● Text for analysis:
Start of Block
Too bad we haven't abided by this in decades
"[T]he present Constitution is the standard to which we are to cling. Under its banners, bona fide must we combat our political foes -- rejecting all changes but through the channel itself provides for amendments." --Alexander Hamilton
We need a bigger House?
Jonah Goldberg, National Review Online :
Beyond principle, there are practical reasons to expand Congress. For decades, presidential candidates have promised to change the "way Washington works." But once elected, they're soon captured by their own congressional parties, which are in turn beholden to the "old bulls" and constituencies rooted in interests outside their districts.
A Congress of, say, 5,000 citizen-legislators would change that overnight. Would it cost more money? Yes. But today's huge staffs could be cut, and perks and pork might even be curtailed by using the old chewing gum rule: If there's not enough for everyone, nobody can have any.
Term-limit activists have the right idea -- getting new blood in Washington -- but their remedy is anti-democratic. The trick is to swamp Congress with new blood and new ideas. Want more minorities in Congress? Done. Want more libertarians? More socialists? More blue-collar workers? Done, done, done.
In free-speech debates, it's often said that the cure for bad speech is more speech. Well, the cure for a calcified Congress just might be more members; the remedy for an undemocratic system, more democracy. It's certainly interesting to think about. Be sure to read the whole thing. The representation of Montana versus Rhode Island should immediately show you something's wrong.
Appreciating our own
"[W]e ought to deprecate the hazard attending ardent and susceptible minds, from being too strongly, and too early prepossessed in favor of other political systems, before they are capable of appreciating their own." --George Washington, letter to the Commissioners of the District of Columbia, 1795
What we're lacking
"Liberty cannot be preserved without a general knowledge among the people, who have a right, from the frame of their nature, to knowledge, as their great Creator, who does nothing in vain, has given them understandings, and a desire to know; but besides this, they have a right, an indisputable, unalienable, indefeasible, divine right to that most dreaded and envied kind of knowledge; I mean, of the characters and conduct of their rulers." --John Adams, Dissertation on the Canon and Feudal Law, 1756
Fundamental
"We lay it down as a fundamental, that laws, to be just, must give a reciprocation of right; that, without this, they are mere arbitrary rules of conduct, founded in force, and not in conscience." --Thomas Jefferson, Notes on the state of Virginia, 1782
How to figure out if health care is being rationed
Here is a handy-dandy way to determine whether the failure to order some exam or treatment constitutes rationing: If the patient were the president, would he get it? If he'd get it and you wouldn't, it's rationing. [Wave of the phin to Instapundit.]
A Founding Father on cap and trade (Yes, really)
"Every new regulation concerning commerce or revenue; or in any manner affecting the value of the different species of property, presents a new harvest to those who watch the change and can trace its consequences; a harvest reared not by themselves but by the toils and cares of the great body of their fellow citizens." --James Madison (likely), Federalist No. 62
Which man should we seek to learn from?
End of Block
● Supplied entries:
Start of Block
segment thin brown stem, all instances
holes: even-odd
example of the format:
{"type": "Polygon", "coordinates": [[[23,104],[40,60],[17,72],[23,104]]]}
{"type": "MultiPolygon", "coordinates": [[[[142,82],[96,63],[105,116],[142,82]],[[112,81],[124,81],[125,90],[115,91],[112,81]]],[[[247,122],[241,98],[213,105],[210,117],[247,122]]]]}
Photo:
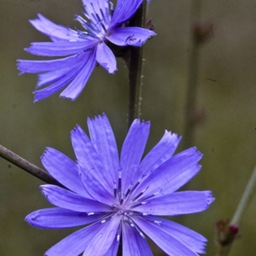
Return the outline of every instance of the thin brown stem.
{"type": "Polygon", "coordinates": [[[32,175],[40,179],[46,183],[58,185],[63,187],[50,174],[35,166],[28,161],[24,159],[15,153],[0,145],[0,157],[7,160],[8,162],[16,165],[32,175]]]}
{"type": "MultiPolygon", "coordinates": [[[[140,7],[131,19],[129,26],[144,28],[147,12],[147,0],[144,0],[140,7]]],[[[132,47],[129,65],[129,100],[128,111],[128,127],[135,118],[141,115],[142,70],[143,65],[143,47],[132,47]]]]}

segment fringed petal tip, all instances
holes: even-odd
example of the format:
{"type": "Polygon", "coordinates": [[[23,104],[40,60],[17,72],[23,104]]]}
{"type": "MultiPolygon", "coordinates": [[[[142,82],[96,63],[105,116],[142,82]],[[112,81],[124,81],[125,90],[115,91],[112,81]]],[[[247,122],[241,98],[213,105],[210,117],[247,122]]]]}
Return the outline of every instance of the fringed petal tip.
{"type": "MultiPolygon", "coordinates": [[[[212,193],[211,191],[205,191],[206,195],[207,195],[207,204],[208,204],[208,207],[210,206],[210,205],[215,200],[215,198],[212,196],[212,193]]],[[[207,207],[207,208],[208,208],[207,207]]]]}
End of Block
● What to do:
1. Can you reproduce the political blog excerpt from "Too bad we haven't" to "outside their districts."?
2. What comes next in the political blog excerpt? Continue it from its final line.

● Answers given:
1.
Too bad we haven't abided by this in decades
"[T]he present Constitution is the standard to which we are to cling. Under its banners, bona fide must we combat our political foes -- rejecting all changes but through the channel itself provides for amendments." --Alexander Hamilton
We need a bigger House?
Jonah Goldberg, National Review Online :
Beyond principle, there are practical reasons to expand Congress. For decades, presidential candidates have promised to change the "way Washington works." But once elected, they're soon captured by their own congressional parties, which are in turn beholden to the "old bulls" and constituencies rooted in interests outside their districts.

2.
When Ronald Reagan took office, America's top income tax rate was 70 percent; when he left, it was 28 percent. Reagan's tax cuts were permanent (well, that is, until his successor George Bush broke a campaign pledge). And President Reagan pushed his tax cuts through a Democrat-controlled House of Representatives.
When George W. Bush took office, the top income tax rate was 39.6 percent; when he left, it was 35 percent. This small tax cut expires next year. And at the time he was promoting his tax cut, President Bush enjoyed a Republican-controlled House (which he continued to do until the Republican betrayal of conservative principles finally bit them in 2006).
Which man should we seek to learn from, to emulate? The one who pushed significant, permanent tax reform through a Democrat-controlled House of Representatives--and ushered in an era of robust economic growth? Or the one who settled for small, temporary tax reform, with a Republican House--and ushered in an era of robust government growth?
The facts of life are conservative
In its boundless ambition, the Left understands that the character of a people can be transformed: British, Canadian and European elections are now about which party can deliver "better services," as if the nation is a hotel, and the government could use some spritelier bellhops. Socialized health care in particular changes the nature of the relationship between citizen and state into something closer to junkie and pusher. On one of the many Obama Web sites the national impresario feels the need to maintain -- "Foundation for Change" -- the president is certainly laying the foundation for something. Among the many subjects expressing their gratitude to Good King Barack the Hopeychanger is "Phil from Cathedral City, Ca.":
"I was laid off in mid-January from a job I had for 12 years. It's really getting hard to make ends meet, but this month I got some great news. This week I received in the mail official notification that my COBRA monthly payments for medical, dental and vision insurance will decrease from $468 to only $163, all due to the American Recovery and Reinvestment Act. This is a $305 in savings a month!
"I can't tell you how much of a weight off my shoulders this is. I am living proof of how the president's bold initiatives are beginning to work!"
But just exactly how do these "bold initiatives" work? Well, hey, simple folk like you and I and Phil from Cathedral City don't need to worry about the details. Once these "bold initiatives" really hit their stride maybe the cost of everything over four hundred bucks can be brought down to $163. Wouldn't that be great?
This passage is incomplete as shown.